WRITTEN TASK - Rewrite these rows as a numbered list, leaving out any blank lines.

STORED ROWS -
↓↓↓

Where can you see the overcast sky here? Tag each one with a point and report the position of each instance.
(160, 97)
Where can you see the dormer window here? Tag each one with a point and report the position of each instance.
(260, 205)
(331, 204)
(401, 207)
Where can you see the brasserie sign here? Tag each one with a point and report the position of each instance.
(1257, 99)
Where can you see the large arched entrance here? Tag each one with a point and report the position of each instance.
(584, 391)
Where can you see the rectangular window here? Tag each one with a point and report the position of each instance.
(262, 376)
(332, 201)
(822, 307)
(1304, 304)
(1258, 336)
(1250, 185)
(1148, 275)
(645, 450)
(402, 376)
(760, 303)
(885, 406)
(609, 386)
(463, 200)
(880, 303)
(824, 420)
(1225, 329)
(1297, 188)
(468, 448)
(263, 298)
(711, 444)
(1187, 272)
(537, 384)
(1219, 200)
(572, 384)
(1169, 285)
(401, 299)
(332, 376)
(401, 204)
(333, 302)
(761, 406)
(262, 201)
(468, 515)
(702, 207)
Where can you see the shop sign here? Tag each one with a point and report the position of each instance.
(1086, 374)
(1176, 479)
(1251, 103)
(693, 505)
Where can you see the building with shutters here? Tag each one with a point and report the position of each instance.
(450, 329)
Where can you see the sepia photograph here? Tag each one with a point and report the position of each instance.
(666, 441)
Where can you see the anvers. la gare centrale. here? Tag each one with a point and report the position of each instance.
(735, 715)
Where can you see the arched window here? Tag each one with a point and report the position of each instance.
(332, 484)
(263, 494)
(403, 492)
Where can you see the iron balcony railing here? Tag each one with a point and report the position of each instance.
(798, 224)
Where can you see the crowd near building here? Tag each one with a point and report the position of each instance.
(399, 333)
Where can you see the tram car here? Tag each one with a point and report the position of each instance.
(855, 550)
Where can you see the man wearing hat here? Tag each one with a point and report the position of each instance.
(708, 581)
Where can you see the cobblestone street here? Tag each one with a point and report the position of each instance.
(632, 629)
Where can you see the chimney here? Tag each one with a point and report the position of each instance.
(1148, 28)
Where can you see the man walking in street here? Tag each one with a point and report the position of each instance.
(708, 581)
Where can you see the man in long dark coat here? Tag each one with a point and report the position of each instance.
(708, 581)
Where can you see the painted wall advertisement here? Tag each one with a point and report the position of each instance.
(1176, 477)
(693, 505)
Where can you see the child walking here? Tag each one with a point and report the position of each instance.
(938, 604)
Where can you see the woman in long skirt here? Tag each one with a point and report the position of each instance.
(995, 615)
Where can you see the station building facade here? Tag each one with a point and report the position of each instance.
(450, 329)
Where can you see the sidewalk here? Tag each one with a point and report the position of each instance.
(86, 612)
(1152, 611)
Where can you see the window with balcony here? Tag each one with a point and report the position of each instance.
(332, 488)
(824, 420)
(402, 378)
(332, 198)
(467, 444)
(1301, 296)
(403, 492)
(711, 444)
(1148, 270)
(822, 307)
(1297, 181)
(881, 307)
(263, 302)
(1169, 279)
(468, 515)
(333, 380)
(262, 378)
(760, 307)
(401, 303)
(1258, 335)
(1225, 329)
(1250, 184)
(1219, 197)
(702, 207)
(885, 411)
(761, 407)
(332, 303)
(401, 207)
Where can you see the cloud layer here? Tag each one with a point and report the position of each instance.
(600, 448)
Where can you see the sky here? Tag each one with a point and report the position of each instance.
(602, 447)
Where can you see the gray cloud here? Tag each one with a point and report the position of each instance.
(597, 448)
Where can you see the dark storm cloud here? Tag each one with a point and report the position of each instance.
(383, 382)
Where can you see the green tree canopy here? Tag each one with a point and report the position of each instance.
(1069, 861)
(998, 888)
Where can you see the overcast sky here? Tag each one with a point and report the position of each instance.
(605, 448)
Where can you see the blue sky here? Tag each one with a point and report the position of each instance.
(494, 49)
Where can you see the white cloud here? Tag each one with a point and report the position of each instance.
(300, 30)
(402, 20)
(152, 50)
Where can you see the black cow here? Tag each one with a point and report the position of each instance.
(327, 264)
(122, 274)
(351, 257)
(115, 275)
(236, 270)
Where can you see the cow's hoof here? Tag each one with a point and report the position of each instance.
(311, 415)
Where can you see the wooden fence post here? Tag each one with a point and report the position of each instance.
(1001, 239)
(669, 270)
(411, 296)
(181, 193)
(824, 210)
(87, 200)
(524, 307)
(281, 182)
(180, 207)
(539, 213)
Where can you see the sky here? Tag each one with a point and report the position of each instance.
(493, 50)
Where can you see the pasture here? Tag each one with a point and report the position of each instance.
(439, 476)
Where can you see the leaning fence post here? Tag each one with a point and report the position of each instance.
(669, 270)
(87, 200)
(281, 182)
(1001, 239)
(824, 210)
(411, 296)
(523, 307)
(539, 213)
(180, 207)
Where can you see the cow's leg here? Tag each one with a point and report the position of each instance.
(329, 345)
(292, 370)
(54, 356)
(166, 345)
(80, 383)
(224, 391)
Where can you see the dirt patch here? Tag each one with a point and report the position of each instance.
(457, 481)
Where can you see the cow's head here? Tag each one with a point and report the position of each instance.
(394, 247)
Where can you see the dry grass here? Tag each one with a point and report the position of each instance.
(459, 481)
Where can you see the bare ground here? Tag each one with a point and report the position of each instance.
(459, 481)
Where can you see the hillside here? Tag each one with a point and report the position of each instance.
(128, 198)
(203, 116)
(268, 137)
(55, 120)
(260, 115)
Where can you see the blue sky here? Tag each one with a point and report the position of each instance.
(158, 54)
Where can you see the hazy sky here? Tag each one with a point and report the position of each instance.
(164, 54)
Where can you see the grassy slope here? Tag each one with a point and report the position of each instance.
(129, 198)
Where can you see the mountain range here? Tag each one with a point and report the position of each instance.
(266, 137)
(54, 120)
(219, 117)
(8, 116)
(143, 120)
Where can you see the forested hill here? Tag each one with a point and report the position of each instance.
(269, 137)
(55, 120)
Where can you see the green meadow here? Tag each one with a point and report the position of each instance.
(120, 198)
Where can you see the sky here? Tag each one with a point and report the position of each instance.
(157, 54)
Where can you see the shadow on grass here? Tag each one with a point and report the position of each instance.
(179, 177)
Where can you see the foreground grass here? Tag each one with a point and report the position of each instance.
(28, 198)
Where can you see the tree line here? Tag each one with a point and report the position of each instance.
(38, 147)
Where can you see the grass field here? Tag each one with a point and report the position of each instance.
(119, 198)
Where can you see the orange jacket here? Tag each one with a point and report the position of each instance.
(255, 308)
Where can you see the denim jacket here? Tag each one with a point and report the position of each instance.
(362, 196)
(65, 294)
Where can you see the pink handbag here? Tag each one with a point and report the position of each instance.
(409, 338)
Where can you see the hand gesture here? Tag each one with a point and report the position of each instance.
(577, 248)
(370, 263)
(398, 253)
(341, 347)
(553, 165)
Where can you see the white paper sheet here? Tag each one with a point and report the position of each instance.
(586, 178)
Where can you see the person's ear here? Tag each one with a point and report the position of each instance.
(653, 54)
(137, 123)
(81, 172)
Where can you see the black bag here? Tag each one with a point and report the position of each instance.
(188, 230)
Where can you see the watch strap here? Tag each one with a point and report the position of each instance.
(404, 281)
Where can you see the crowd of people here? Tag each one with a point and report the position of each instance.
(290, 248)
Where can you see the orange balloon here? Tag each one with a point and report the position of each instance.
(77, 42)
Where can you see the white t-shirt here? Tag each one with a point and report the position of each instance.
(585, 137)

↑↑↑

ANSWER TO THIS PROBLEM -
1. Where can you see the overcast sky here? Tag each one with a point and report the position of each instance.
2. (160, 97)
3. Where can you see the dormer window here? Tag each one with a point and report the position of each instance.
4. (260, 205)
5. (331, 204)
6. (401, 207)
7. Where can you see the brasserie sign here? Tag each one with a point and report the position of each instance.
8. (1257, 99)
9. Where can you see the large arched entrance here? Tag each one with a point and report the position of each instance.
10. (584, 391)
11. Where can you see the rectangular window here? Tag each one with a point and report the position of each instance.
12. (262, 376)
13. (332, 201)
14. (822, 307)
15. (1304, 304)
16. (1258, 336)
17. (1250, 185)
18. (1148, 275)
19. (645, 450)
20. (402, 376)
21. (760, 303)
22. (885, 406)
23. (609, 386)
24. (463, 200)
25. (880, 303)
26. (824, 420)
27. (1225, 329)
28. (1297, 188)
29. (468, 448)
30. (263, 298)
31. (711, 444)
32. (1187, 272)
33. (537, 384)
34. (1219, 200)
35. (572, 384)
36. (1169, 285)
37. (401, 299)
38. (332, 376)
39. (401, 204)
40. (333, 302)
41. (761, 406)
42. (262, 201)
43. (468, 515)
44. (702, 207)
45. Where can you see the shop sign here? Tag each one with a point and report the position of each instance.
46. (1086, 374)
47. (1176, 479)
48. (1251, 103)
49. (693, 505)
50. Where can you see the building with shutters here? Tag each one with a point and report the position of each instance.
51. (450, 329)
52. Where can you see the sepia photograph here? Tag each one with a point and report the position of each instance.
53. (666, 441)
54. Where can you see the anvers. la gare centrale. here? Tag each one with a point and report the position of each instance.
55. (735, 715)
56. Where can you see the arched window here? Tag each one with a point and report the position of each instance.
57. (332, 484)
58. (263, 494)
59. (403, 492)
60. Where can you see the iron balcony railing here? Tag each one with a point and report the position of each instance.
61. (798, 224)
62. Where can you see the crowd near building here? Tag each one with a point and report the position of each instance.
63. (399, 333)
64. Where can you see the tram car here? Tag each one with a point and report the position of each instance.
65. (855, 550)
66. Where can you see the man wearing hat here? Tag each one with a point and report the position of each instance.
67. (708, 581)
68. Where can you see the cobblestone street here? Tag each one with a point and report the position of each instance.
69. (632, 629)
70. Where can you see the chimney here? Tag each one with a point and report the position of each instance.
71. (1148, 28)
72. Where can you see the man walking in street here? Tag each one with a point and report the position of each instance.
73. (708, 581)
74. Where can you see the man in long dark coat here? Tag each one with a point and report the position of each instance.
75. (708, 581)
76. Where can you see the painted wall advertisement here? Tag each one with a point and report the position of each instance.
77. (1176, 477)
78. (693, 505)
79. Where can you see the child walking here? Tag each one with a point and report the position of each instance.
80. (938, 604)
81. Where can you see the woman in long skirt here? Tag each one with a point and report the position of each instance.
82. (995, 615)
83. Where can you see the station building facade here? Tag each one with a point and report the position of each instance.
84. (450, 329)
85. Where can you see the sidewalk here? Tag each one with a point and report the position of each instance.
86. (86, 612)
87. (1152, 611)
88. Where can you see the window with balcony here? Tag each one with a point and report the position of each instance.
89. (332, 488)
90. (824, 420)
91. (402, 378)
92. (332, 198)
93. (467, 444)
94. (1301, 296)
95. (403, 492)
96. (711, 444)
97. (1148, 270)
98. (822, 307)
99. (1297, 181)
100. (881, 307)
101. (263, 302)
102. (1169, 279)
103. (468, 515)
104. (333, 380)
105. (262, 378)
106. (760, 307)
107. (401, 303)
108. (1258, 335)
109. (1225, 329)
110. (1250, 184)
111. (1219, 197)
112. (702, 207)
113. (885, 411)
114. (761, 407)
115. (332, 303)
116. (401, 207)
117. Where can you see the cloud layer here? Tag each one with a point and report the position of each instance.
118. (600, 448)
119. Where can you see the sky here? Tag each one with a point and report the position of each instance.
120. (602, 447)
121. Where can you see the gray cloud here? Tag each one with a point and report the position of each instance.
122. (597, 448)
123. Where can you see the dark storm cloud here? Tag each one with a point and report the position of each instance.
124. (383, 382)
125. Where can you see the green tree canopy here? Tag each one with a point and report the position of each instance.
126. (1069, 861)
127. (998, 888)
128. Where can you see the overcast sky here? Tag each one with a point and report the position of each instance.
129. (605, 448)
130. Where can you see the blue sky here? Tag each one with a point and report the position of each instance.
131. (494, 49)
132. Where can you see the white cloud here? Tag each one with a point and report the position of each instance.
133. (300, 30)
134. (402, 20)
135. (152, 50)
136. Where can you see the black cow here? Tag each one with a point and report the position of each instance.
137. (327, 264)
138. (122, 274)
139. (351, 257)
140. (115, 275)
141. (236, 270)
142. Where can you see the cow's hoof here? Tag each one with a point and report the position of each instance.
143. (311, 415)
144. Where can you see the wooden fence post here? Tag each one with a point and report the position of each instance.
145. (1001, 239)
146. (669, 270)
147. (411, 296)
148. (181, 193)
149. (824, 210)
150. (87, 200)
151. (524, 307)
152. (281, 182)
153. (180, 207)
154. (539, 213)
155. Where can you see the sky here? Tag each one with a point and report the position of each instance.
156. (493, 50)
157. Where can you see the pasture here? Tag each one with a point and report the position of each instance.
158. (439, 476)
159. Where can you see the leaning fence post here? Tag each one with a point and report the position of each instance.
160. (669, 270)
161. (87, 200)
162. (281, 182)
163. (1001, 239)
164. (824, 210)
165. (411, 296)
166. (523, 307)
167. (539, 213)
168. (180, 207)
169. Where can you see the cow's leg here? Tag each one with a point and report the position of each instance.
170. (329, 345)
171. (292, 370)
172. (54, 356)
173. (166, 345)
174. (80, 383)
175. (224, 391)
176. Where can you see the dirt patch here? Tag each one with a point and report the position of each instance.
177. (457, 481)
178. Where can you see the cow's head here? Tag each one with a point and report the position of each instance.
179. (394, 247)
180. Where can you see the dry grass here? Tag each one with a point and report the position of each instance.
181. (459, 481)
182. Where can you see the bare ground here? Tag each one with a point and report the position of each instance.
183. (459, 481)
184. Where can you see the hillside here? Tag each one with a point and report the position of each instance.
185. (128, 198)
186. (203, 116)
187. (268, 137)
188. (55, 120)
189. (260, 115)
190. Where can you see the blue sky here? Tag each one with a point and report the position of each instance.
191. (158, 54)
192. Where can you see the hazy sky here? Tag each one with a point and report the position of each instance.
193. (164, 54)
194. Where can you see the grassy slope here? Tag each one with a point and report the position of each instance.
195. (129, 198)
196. Where can you see the mountain range here? Tag each one with a point and report the position of each instance.
197. (266, 137)
198. (54, 120)
199. (219, 117)
200. (8, 116)
201. (143, 120)
202. Where can you see the forested hill here? Tag each one with a point and report the position of each instance.
203. (269, 137)
204. (55, 120)
205. Where can you see the green meadow here? Tag each one with a point and report the position of each instance.
206. (120, 198)
207. Where can you see the sky here? Tag each one with a point and report the position of each instance.
208. (157, 54)
209. Where can you see the shadow on grass here? Tag each one with a point and report the position of each instance.
210. (179, 177)
211. Where can you see the foreground grass here? Tag each one with a point and report the position of each instance.
212. (28, 198)
213. Where can you see the tree line here? Tag each one with a point and report the position of each instance.
214. (38, 147)
215. Where can you see the grass field here? Tag each one with a point and report the position of each instance.
216. (119, 198)
217. Where can you see the orange jacket here? Tag each one with a point and report the position of each instance.
218. (255, 308)
219. Where can you see the denim jacket here? Tag each one with a point and report the position of each instance.
220. (362, 196)
221. (65, 294)
222. Where can you see the pink handbag here? Tag each one with a point and report the position of each instance.
223. (409, 338)
224. Where can you see the hand gesture here? Tag each one with a point and report the position of each instance.
225. (577, 248)
226. (370, 263)
227. (398, 253)
228. (341, 347)
229. (553, 165)
230. Where can you see the white paper sheet here? Tag each one with a point and report the position of each instance.
231. (586, 178)
232. Where can you see the person's ear here? Tag each one with a point and report the position of each instance.
233. (653, 54)
234. (137, 123)
235. (81, 172)
236. Where can you see the black bag here? Tag each one with a point and report the position of each instance.
237. (188, 230)
238. Where can you see the watch strap here? Tag each one with a point and report the position of each instance.
239. (404, 281)
240. Where can you see the crowd of people here? Tag each one with a point and report the position of each instance.
241. (290, 248)
242. Where can you see the orange balloon here? Tag each one with a point and report the position of each instance.
243. (77, 42)
244. Where can you see the white t-shirt here? Tag each one with a point and report the position of each instance.
245. (585, 137)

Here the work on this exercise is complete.